Test driven programming, was Re: VB to Python migration

Thu Feb 2 08:05:35 EST 2006

First of all, while I use TextTest, I'm fortunate to be surrounded
by TextTest experts such as Goeff and Johan here at Carmen, so I'm
not a TextTest expert by any measure. I probably use it in an non-
optimal way. For really good answers, I suggest using the mailing
list at sourceforge:
http://lists.sourceforge.net/lists/listinfo/texttest-users

For those who don't know, TextTest is a testing framework which
is based on executing a program under test, and storing all
output from such runs (stdout, sterr, various files written
etc). On each test run, the output is compared to output which is
known to be correct. When there are differences, you can inspect
these with a normal diff tool such as tkdiff. In other words,
there are no test scripts that perform actual and expected values,
but there might be scripts for setting up, extracting results and
cleaning up.

Grig Gheorghiu wrote:
> I've been writing TextTest tests lately for an application that will be
> presented at a PyCon tutorial on "Agile development and testing". I
> have to say that if your application does a lot of logging, then the
> TextTest tests become very fragile in the presence of changes. So I had
> to come up with this process in order for the tests to be of any use at
> all:

The TextTest approach is different from typical unittest work,
and it takes some time to get used to. Having worked with it
for almost a year, I'm fairly happy with it, and feel that it
would mean much more work do achieve the same kind of confidence
in the software we write if would use e.g. the unittest module.
YMMV.

• [SET EXERCISE A]: Select every line of the rows that contains the string "upholstered", matching case exactly.
The forum post and the rows have no connection to each other.

(Object location annotation rows)
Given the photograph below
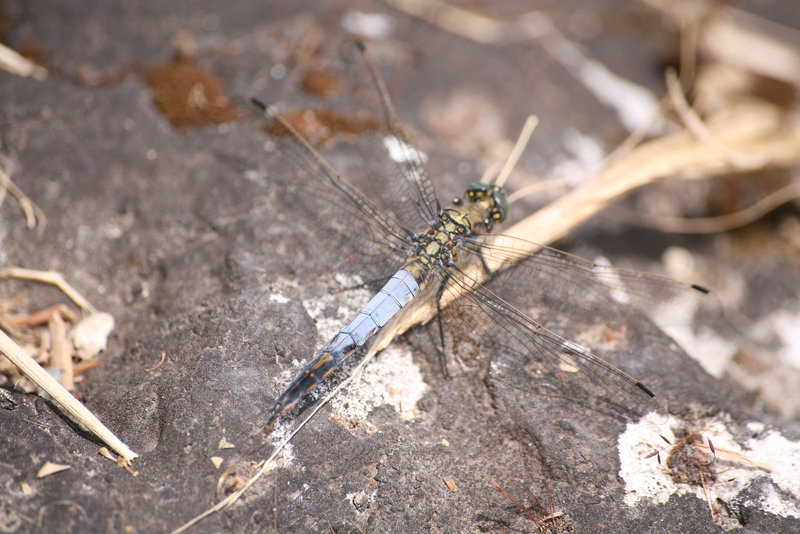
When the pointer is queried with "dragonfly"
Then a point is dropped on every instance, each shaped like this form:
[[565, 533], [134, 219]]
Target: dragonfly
[[419, 250]]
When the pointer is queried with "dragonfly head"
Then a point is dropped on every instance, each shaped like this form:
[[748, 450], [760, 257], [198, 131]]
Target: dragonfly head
[[493, 196]]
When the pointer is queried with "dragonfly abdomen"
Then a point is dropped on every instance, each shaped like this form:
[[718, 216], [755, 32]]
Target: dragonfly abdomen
[[393, 296]]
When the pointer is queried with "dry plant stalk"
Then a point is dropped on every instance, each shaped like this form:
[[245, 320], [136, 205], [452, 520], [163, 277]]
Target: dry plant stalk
[[11, 61], [42, 378]]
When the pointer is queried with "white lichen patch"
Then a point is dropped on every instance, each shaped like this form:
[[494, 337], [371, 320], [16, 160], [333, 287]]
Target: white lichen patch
[[277, 297], [392, 378], [766, 454]]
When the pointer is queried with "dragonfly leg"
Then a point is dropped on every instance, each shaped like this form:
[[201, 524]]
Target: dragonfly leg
[[440, 322]]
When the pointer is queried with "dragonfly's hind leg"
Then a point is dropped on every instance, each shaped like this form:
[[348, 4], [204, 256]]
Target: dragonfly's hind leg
[[440, 322]]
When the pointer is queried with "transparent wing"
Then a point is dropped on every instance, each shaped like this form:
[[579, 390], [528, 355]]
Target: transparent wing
[[551, 317], [372, 191]]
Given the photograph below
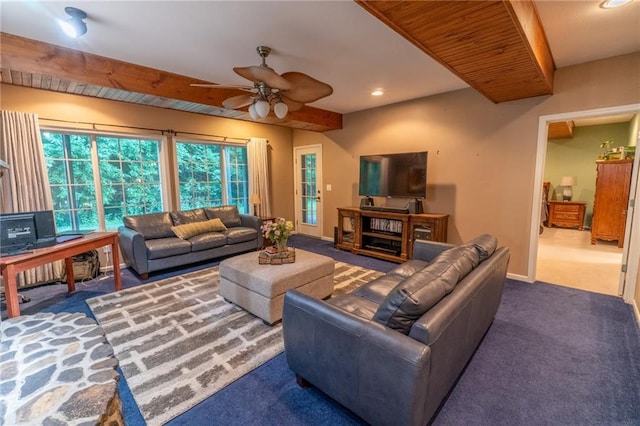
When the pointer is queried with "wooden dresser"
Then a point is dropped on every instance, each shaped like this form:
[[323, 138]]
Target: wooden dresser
[[567, 214], [611, 201]]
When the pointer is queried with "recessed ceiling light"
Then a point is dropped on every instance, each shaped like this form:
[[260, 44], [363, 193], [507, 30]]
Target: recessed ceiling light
[[74, 27], [610, 4]]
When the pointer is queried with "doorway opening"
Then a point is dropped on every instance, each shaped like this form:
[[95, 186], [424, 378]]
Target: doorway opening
[[575, 262]]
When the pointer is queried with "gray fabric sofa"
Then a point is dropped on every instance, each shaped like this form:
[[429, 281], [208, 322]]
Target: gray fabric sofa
[[392, 350], [149, 242]]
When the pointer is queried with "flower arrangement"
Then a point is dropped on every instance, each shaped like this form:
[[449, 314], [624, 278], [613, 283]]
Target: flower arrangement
[[278, 232]]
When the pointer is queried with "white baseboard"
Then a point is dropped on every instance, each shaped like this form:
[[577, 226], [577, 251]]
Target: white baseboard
[[636, 311], [518, 277]]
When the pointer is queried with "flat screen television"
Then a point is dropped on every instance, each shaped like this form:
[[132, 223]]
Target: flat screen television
[[394, 175], [24, 231]]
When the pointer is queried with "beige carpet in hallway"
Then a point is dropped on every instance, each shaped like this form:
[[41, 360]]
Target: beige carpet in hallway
[[566, 257]]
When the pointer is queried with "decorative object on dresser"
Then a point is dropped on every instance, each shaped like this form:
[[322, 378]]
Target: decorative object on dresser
[[613, 181], [568, 182], [387, 235], [566, 214]]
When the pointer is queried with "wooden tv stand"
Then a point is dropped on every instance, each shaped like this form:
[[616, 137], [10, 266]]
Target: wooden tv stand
[[387, 235]]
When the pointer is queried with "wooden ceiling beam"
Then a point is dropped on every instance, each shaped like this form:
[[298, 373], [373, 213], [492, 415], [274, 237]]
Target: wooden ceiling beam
[[28, 59], [497, 46]]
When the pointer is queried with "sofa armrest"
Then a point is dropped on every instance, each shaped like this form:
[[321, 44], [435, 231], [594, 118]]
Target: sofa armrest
[[428, 250], [254, 222], [134, 250], [378, 373]]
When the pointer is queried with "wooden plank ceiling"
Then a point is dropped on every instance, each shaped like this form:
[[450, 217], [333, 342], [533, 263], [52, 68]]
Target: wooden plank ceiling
[[32, 63], [497, 47]]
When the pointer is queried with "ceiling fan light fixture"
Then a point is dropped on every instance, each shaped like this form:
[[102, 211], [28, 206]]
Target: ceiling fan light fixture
[[262, 108], [281, 109], [253, 113], [74, 27]]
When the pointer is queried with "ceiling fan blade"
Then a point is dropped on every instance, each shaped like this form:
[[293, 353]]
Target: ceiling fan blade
[[292, 105], [224, 86], [305, 88], [236, 102], [263, 74]]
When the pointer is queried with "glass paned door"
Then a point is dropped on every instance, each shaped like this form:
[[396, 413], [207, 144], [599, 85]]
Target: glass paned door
[[309, 190]]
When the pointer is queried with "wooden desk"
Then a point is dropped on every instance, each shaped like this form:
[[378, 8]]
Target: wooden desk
[[566, 214], [11, 265]]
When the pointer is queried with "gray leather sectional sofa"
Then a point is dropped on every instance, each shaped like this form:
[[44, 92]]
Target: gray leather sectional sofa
[[392, 350], [149, 242]]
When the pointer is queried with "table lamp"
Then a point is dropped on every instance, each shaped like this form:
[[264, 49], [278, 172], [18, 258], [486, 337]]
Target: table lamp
[[255, 200], [567, 182]]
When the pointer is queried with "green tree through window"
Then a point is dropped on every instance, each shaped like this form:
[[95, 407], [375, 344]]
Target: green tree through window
[[124, 174], [68, 160], [212, 174]]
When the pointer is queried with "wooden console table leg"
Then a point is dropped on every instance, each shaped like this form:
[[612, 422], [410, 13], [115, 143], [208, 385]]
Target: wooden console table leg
[[11, 291], [71, 279], [117, 282]]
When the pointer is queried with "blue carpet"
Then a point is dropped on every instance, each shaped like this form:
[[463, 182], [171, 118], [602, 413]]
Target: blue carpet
[[553, 356]]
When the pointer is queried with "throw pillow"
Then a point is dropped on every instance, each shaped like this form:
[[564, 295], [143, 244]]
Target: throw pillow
[[189, 230]]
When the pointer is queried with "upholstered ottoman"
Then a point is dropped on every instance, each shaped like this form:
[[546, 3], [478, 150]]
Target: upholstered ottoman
[[260, 289]]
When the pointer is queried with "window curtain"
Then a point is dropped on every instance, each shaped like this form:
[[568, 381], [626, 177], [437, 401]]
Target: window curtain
[[259, 191], [25, 185]]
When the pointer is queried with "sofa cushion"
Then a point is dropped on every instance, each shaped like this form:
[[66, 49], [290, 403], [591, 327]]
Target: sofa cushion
[[485, 244], [192, 229], [240, 234], [207, 241], [415, 295], [151, 225], [355, 305], [409, 267], [188, 216], [228, 214], [376, 290], [461, 258], [164, 247]]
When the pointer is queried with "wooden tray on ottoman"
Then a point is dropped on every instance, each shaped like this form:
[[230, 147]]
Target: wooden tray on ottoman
[[278, 258]]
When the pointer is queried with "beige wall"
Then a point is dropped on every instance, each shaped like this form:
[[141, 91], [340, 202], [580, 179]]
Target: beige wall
[[83, 109], [481, 155]]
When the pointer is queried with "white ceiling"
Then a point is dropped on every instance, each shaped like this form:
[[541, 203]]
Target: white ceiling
[[337, 42]]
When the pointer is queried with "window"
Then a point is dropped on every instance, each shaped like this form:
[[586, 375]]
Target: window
[[97, 179], [129, 177], [68, 160], [212, 174]]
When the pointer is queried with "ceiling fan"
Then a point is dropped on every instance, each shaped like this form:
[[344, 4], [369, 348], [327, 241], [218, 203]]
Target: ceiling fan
[[286, 92]]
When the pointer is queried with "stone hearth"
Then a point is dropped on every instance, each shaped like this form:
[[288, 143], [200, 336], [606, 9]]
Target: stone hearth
[[57, 369]]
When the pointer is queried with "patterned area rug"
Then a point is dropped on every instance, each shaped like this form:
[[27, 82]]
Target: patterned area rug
[[179, 342]]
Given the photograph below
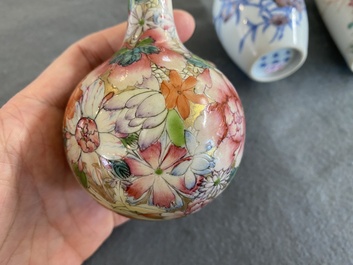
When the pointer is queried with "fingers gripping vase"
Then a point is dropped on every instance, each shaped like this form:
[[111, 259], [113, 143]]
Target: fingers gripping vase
[[155, 132]]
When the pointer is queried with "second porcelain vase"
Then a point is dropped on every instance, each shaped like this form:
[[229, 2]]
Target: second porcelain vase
[[155, 132], [267, 39], [338, 17]]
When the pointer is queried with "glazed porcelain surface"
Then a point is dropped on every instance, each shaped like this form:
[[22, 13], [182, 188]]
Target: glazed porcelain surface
[[267, 39], [338, 17], [155, 132]]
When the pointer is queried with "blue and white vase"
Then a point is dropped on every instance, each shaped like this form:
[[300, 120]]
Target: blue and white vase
[[338, 17], [267, 39]]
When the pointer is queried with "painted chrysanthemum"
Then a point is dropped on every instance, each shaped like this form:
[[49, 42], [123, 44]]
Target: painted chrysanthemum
[[90, 132], [155, 132]]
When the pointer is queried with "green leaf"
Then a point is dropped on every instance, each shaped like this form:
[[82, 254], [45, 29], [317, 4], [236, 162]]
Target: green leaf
[[128, 57], [144, 42], [121, 169], [199, 62], [175, 128], [81, 176], [130, 141], [150, 49]]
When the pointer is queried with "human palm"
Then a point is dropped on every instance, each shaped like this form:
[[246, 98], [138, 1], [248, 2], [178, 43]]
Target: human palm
[[45, 216]]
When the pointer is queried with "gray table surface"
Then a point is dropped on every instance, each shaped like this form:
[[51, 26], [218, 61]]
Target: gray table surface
[[292, 201]]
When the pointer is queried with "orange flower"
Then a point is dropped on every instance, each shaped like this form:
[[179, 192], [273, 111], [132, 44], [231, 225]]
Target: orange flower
[[178, 93]]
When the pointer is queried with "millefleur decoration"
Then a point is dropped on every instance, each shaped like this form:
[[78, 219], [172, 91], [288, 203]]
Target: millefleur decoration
[[156, 132]]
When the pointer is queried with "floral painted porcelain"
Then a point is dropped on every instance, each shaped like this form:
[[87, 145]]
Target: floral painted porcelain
[[267, 39], [338, 17], [155, 132]]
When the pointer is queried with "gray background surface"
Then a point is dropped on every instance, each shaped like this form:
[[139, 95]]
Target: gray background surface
[[292, 200]]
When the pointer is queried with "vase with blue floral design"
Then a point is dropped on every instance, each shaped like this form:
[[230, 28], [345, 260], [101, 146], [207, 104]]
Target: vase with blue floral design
[[338, 17], [156, 132], [267, 39]]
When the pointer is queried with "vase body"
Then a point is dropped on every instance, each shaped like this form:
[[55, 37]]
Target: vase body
[[338, 17], [155, 132], [267, 39]]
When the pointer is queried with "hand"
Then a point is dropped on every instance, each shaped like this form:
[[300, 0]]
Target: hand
[[45, 216]]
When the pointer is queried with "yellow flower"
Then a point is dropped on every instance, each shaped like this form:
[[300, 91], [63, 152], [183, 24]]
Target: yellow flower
[[178, 93]]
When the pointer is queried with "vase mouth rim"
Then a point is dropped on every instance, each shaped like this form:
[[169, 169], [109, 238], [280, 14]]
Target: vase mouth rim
[[277, 64]]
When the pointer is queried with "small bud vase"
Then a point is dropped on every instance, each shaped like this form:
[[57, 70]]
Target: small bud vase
[[156, 132], [338, 17], [267, 39]]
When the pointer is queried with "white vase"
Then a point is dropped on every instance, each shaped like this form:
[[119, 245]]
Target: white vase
[[338, 17], [267, 39]]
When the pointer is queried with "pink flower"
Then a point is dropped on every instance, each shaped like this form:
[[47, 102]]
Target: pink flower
[[153, 180], [222, 124]]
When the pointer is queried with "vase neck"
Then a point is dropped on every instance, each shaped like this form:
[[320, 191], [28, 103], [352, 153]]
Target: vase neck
[[164, 6], [146, 15]]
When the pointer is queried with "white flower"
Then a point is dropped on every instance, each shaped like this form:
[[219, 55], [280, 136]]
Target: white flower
[[141, 20], [90, 133], [140, 110], [215, 184]]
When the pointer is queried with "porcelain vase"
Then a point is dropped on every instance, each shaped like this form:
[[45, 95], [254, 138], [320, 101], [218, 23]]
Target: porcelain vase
[[267, 39], [338, 17], [155, 132]]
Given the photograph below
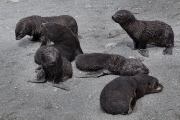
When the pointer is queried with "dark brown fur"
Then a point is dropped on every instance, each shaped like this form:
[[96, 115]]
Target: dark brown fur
[[31, 25], [110, 64], [54, 67], [145, 32], [64, 40], [119, 96]]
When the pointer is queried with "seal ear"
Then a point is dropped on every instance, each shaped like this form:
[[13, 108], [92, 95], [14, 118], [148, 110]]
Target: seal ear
[[42, 25]]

• [SET EXERCISE B]: In the TextTest forum post, why is the writer fairly happy with TextTest after using it for almost a year? Answer in one to three sentences.

• [WORKED ANSWER A]:
When the pointer is queried with "upholstered ottoman"
Target: upholstered ottoman

• [WORKED ANSWER B]: The writer feels that getting the same kind of confidence in their software would take much more work with something like the unittest module.